-- Aim --
Pull out every line in the listing below that contains the string "rail", matching case exactly.

** begin Records to process **

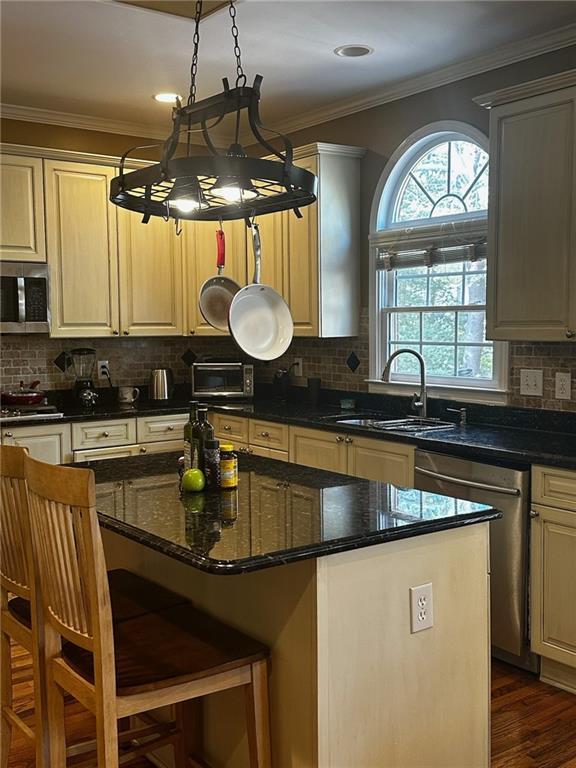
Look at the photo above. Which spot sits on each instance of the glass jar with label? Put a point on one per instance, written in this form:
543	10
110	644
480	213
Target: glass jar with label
228	466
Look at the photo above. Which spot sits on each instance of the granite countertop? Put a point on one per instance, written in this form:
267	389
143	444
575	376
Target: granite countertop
481	441
280	513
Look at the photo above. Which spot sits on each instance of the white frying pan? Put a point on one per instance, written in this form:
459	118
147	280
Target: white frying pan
259	318
217	292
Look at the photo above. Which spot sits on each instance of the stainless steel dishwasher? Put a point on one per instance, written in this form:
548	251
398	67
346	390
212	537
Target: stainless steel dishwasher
508	490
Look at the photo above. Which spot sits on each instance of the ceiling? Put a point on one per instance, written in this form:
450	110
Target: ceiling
105	59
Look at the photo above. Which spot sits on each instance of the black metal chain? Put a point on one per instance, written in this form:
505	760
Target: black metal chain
196	42
240	76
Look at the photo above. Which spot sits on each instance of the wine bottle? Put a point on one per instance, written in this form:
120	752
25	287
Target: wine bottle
188	438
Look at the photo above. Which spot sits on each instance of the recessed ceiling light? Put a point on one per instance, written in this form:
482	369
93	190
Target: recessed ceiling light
353	51
167	98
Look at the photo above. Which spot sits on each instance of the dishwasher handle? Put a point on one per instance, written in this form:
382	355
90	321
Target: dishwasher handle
469	483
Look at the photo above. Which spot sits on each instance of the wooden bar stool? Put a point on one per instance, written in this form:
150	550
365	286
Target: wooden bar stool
21	617
168	657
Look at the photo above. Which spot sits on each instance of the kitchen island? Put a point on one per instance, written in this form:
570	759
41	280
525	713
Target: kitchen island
319	566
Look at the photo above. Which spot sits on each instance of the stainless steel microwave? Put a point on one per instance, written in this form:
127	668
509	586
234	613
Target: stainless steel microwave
24	306
222	379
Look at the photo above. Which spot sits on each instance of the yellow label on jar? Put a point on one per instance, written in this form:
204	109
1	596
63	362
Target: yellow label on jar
229	472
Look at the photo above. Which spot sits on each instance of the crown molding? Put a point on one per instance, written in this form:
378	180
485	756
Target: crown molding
72	120
49	153
526	90
499	57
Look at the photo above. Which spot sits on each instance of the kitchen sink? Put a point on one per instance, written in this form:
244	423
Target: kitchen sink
409	424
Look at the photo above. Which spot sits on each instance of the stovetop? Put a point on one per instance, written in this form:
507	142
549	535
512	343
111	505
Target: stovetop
28	412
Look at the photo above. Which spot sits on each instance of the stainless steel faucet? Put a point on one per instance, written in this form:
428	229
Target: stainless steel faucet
421	403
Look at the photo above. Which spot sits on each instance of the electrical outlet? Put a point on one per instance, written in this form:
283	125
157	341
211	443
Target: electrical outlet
421	608
563	388
531	382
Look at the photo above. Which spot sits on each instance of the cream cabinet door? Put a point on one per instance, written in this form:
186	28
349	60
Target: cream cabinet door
200	264
22	212
82	250
49	442
553	584
301	266
316	448
274	240
151	276
532	219
386	462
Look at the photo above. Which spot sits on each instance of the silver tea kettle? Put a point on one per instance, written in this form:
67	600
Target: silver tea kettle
161	384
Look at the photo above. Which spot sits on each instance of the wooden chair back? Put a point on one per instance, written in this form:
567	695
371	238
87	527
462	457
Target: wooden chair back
70	554
15	542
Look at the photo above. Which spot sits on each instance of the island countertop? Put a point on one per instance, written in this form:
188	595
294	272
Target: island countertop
280	513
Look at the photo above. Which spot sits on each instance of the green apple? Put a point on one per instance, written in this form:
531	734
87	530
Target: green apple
193	480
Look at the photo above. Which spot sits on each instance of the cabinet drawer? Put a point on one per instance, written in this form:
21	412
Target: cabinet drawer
268	453
267	434
555	487
98	454
233	428
155	428
99	434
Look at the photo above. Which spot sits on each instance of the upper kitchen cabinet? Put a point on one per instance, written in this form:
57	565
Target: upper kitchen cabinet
151	276
321	280
22	215
199	243
82	249
532	211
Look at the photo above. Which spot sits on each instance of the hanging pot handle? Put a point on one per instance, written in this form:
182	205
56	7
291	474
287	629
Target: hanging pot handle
221	245
257	251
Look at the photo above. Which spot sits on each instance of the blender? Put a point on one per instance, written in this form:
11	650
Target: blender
82	361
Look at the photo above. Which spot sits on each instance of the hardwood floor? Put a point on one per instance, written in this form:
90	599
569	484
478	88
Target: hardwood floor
533	724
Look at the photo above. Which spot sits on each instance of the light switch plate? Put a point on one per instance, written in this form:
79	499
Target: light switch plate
563	386
421	608
531	382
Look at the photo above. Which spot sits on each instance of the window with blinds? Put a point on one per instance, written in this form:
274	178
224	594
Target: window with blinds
429	254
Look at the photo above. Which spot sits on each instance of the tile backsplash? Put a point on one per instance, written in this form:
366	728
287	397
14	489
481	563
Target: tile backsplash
31	357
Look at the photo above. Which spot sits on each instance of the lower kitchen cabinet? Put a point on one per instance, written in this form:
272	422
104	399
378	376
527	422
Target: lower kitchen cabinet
381	460
319	449
49	442
553	566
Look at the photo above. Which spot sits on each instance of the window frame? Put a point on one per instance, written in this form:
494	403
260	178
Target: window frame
382	230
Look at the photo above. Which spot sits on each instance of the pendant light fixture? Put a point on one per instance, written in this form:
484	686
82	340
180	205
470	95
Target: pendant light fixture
216	185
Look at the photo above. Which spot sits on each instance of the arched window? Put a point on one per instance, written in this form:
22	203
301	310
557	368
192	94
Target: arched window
428	261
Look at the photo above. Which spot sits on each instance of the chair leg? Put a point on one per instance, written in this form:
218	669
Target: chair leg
189	723
5	698
258	717
106	738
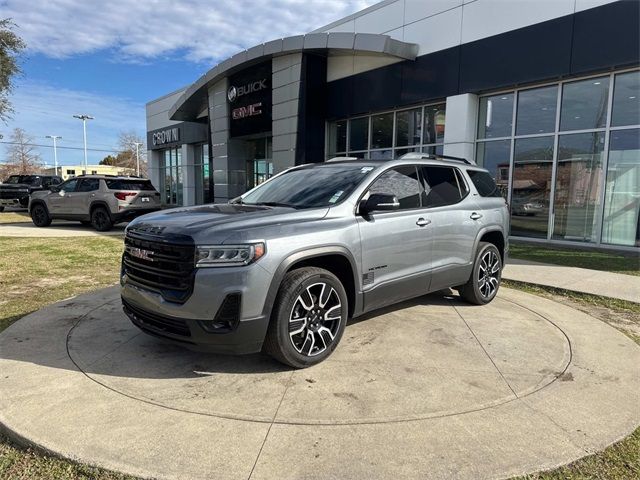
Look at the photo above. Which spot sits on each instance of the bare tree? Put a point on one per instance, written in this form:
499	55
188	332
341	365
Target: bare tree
127	152
10	48
22	156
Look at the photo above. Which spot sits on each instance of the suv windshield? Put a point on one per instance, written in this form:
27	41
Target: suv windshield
129	185
320	186
24	179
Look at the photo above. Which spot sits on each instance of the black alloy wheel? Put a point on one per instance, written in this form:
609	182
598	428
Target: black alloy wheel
40	216
101	220
309	317
484	282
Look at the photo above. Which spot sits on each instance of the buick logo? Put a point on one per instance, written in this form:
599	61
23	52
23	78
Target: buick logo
232	94
140	253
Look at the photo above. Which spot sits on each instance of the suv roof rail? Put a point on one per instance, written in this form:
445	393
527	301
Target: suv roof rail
433	156
345	159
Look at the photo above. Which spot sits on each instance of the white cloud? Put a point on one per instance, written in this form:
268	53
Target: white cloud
207	30
43	110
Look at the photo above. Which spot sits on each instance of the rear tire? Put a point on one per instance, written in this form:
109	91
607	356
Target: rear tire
101	220
40	216
484	282
308	319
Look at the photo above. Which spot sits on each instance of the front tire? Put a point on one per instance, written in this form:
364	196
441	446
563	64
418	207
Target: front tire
308	319
101	220
40	216
484	282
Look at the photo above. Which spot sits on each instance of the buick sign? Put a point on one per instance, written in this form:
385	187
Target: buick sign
236	92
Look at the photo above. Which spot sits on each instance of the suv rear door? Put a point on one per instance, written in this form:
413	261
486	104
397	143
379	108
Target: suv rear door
452	212
396	245
59	202
85	193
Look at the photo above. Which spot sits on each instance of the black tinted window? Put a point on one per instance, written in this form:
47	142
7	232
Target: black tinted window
69	185
401	182
129	184
88	185
484	183
442	186
320	186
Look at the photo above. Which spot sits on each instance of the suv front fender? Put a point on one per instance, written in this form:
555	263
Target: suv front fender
305	256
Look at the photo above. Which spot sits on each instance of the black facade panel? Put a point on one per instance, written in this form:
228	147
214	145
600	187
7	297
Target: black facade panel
430	77
377	89
606	37
312	109
529	54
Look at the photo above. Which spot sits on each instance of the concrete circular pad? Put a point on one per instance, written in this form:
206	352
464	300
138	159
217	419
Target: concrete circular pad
432	388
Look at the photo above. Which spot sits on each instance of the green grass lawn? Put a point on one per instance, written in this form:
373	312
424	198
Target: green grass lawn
36	272
628	264
14	217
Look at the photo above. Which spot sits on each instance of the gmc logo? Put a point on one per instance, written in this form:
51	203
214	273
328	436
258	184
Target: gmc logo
236	92
248	111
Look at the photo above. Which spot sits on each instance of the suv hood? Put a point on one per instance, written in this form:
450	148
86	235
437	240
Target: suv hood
216	222
14	186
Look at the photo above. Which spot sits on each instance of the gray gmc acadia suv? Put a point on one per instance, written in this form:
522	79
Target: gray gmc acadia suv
282	267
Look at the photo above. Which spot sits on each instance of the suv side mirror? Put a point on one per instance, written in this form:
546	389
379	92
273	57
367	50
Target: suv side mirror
381	202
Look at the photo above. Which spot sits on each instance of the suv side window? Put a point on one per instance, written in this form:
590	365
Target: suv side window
443	186
401	182
88	185
69	185
484	183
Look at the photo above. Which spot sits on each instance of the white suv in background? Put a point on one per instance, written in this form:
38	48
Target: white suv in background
98	200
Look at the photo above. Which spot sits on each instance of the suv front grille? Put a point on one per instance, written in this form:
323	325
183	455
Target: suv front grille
167	268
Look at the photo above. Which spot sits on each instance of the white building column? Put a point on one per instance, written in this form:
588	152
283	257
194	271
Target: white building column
460	127
188	175
155	165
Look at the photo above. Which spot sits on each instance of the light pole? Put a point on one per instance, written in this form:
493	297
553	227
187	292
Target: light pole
137	144
55	152
84	119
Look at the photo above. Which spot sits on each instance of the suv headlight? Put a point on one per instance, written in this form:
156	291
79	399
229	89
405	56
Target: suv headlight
228	255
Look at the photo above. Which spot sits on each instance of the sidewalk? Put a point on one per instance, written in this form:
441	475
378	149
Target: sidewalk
595	282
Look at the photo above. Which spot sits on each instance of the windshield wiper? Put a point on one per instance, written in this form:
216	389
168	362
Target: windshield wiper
273	204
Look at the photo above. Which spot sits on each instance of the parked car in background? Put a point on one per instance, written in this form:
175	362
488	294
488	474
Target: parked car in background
97	200
283	267
15	190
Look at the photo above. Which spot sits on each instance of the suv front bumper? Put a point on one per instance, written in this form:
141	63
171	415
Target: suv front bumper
203	323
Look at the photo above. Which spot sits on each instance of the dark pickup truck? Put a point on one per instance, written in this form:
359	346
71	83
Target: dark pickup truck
16	189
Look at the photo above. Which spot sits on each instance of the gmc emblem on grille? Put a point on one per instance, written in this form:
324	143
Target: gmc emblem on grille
140	253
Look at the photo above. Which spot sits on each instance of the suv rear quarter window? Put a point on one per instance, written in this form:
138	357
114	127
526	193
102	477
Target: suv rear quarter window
443	186
484	183
401	182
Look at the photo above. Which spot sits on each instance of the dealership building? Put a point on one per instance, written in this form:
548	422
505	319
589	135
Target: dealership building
545	94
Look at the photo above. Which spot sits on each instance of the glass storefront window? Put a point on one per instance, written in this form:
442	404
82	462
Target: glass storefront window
496	116
494	156
419	129
382	130
408	127
359	133
626	99
577	193
434	119
537	110
337	136
531	186
621	222
584	104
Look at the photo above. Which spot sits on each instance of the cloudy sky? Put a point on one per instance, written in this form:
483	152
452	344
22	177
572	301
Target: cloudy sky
108	58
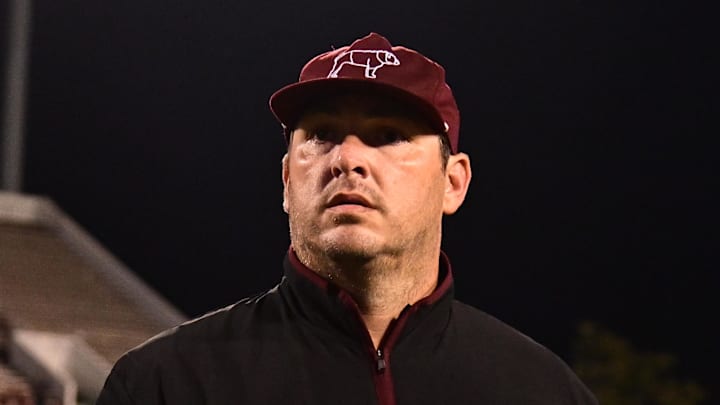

** end Records to process **

-- Response to this exercise --
Look at the photo above. Which spot sits on each instance of the suv roof rail? Put a point on one per instance, written in this form:
Target: suv roof rail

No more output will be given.